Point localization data
▽

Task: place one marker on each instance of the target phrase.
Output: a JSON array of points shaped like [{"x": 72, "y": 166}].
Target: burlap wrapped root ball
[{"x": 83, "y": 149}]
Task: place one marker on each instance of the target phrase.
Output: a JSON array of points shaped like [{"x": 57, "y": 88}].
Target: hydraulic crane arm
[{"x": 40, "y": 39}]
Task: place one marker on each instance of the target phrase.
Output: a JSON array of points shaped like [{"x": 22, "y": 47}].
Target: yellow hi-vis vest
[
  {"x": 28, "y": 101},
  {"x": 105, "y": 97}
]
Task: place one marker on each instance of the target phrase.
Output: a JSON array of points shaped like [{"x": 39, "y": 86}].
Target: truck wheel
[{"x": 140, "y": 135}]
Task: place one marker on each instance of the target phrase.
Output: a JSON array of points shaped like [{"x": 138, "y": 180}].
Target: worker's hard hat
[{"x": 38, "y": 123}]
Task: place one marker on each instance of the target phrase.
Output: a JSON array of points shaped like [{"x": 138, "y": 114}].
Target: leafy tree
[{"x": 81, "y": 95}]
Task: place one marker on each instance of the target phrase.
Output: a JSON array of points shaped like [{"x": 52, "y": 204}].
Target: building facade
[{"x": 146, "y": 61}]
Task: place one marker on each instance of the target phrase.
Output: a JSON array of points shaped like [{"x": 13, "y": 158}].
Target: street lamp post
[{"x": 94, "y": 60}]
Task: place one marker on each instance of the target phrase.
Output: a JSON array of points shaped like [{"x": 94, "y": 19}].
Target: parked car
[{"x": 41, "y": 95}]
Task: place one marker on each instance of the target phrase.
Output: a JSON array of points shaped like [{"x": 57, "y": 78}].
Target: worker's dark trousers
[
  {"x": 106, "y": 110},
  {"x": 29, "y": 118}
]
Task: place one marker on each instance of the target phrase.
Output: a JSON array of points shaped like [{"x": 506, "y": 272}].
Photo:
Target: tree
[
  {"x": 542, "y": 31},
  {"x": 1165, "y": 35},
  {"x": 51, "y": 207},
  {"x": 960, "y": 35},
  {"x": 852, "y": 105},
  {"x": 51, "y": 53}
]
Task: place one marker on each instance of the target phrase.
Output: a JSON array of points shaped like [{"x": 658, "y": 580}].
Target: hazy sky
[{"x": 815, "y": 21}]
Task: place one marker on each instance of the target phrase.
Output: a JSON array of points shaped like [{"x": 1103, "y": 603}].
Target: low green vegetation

△

» **The problem**
Copy out every record exactly.

» **Answer section**
Task: place one marker on each instance of the target phrase.
Output: a JSON array of points shaped like [{"x": 72, "y": 166}].
Target: burlap wrapped root ball
[{"x": 83, "y": 149}]
Task: place one marker on each instance of the target phrase.
Output: a JSON array of points shaped like [{"x": 57, "y": 88}].
Target: hydraulic crane arm
[{"x": 40, "y": 39}]
Task: place one marker on each instance of the target phrase.
Output: a JSON array of points shaped like [{"x": 22, "y": 47}].
Target: yellow hi-vis vest
[
  {"x": 28, "y": 101},
  {"x": 105, "y": 97}
]
Task: place one marker on each instance of the target phrase.
Output: a JSON array of points shaped like [{"x": 39, "y": 86}].
Target: truck wheel
[{"x": 140, "y": 135}]
Task: place one marker on each instance of the target phrase.
Output: a JSON array of points shaped like [{"x": 138, "y": 180}].
Target: worker's hard hat
[{"x": 38, "y": 123}]
Task: place one marker on each instance of the target phrase.
Output: a JSON array of points shaped like [{"x": 138, "y": 114}].
Target: leafy tree
[{"x": 81, "y": 95}]
Task: place one marker on each instance of the target phrase.
Output: a JSON array of points shaped like [{"x": 52, "y": 204}].
Target: building facade
[{"x": 146, "y": 61}]
Task: place one marker on each instance of the target phrase.
Output: a JSON array of points shaped like [{"x": 13, "y": 158}].
Target: street lamp post
[{"x": 94, "y": 60}]
Task: place one marker on each instance of the target phrase.
Output: a JSON array of points shaped like [{"x": 94, "y": 19}].
Target: parked car
[{"x": 41, "y": 95}]
Task: place one marker on each instance of the target phrase.
Output: a JSON array of points shaped like [{"x": 57, "y": 78}].
Target: worker's dark trousers
[
  {"x": 106, "y": 110},
  {"x": 29, "y": 118}
]
Task: place one marker on each instance of the target phrase.
Output: a JSON array of points shaped like [{"x": 506, "y": 272}].
Photo:
Target: tree
[
  {"x": 542, "y": 31},
  {"x": 1165, "y": 35},
  {"x": 51, "y": 207},
  {"x": 960, "y": 35},
  {"x": 852, "y": 105},
  {"x": 51, "y": 53}
]
Task: place one marker on each instance of the target phrase.
Output: a JSON array of points shaped like [{"x": 658, "y": 580}].
Target: hazy sky
[{"x": 815, "y": 21}]
Task: place one marker on each instance of the target phrase.
Output: a JSON array of points shaped like [{"x": 1103, "y": 603}].
Target: low green vegetation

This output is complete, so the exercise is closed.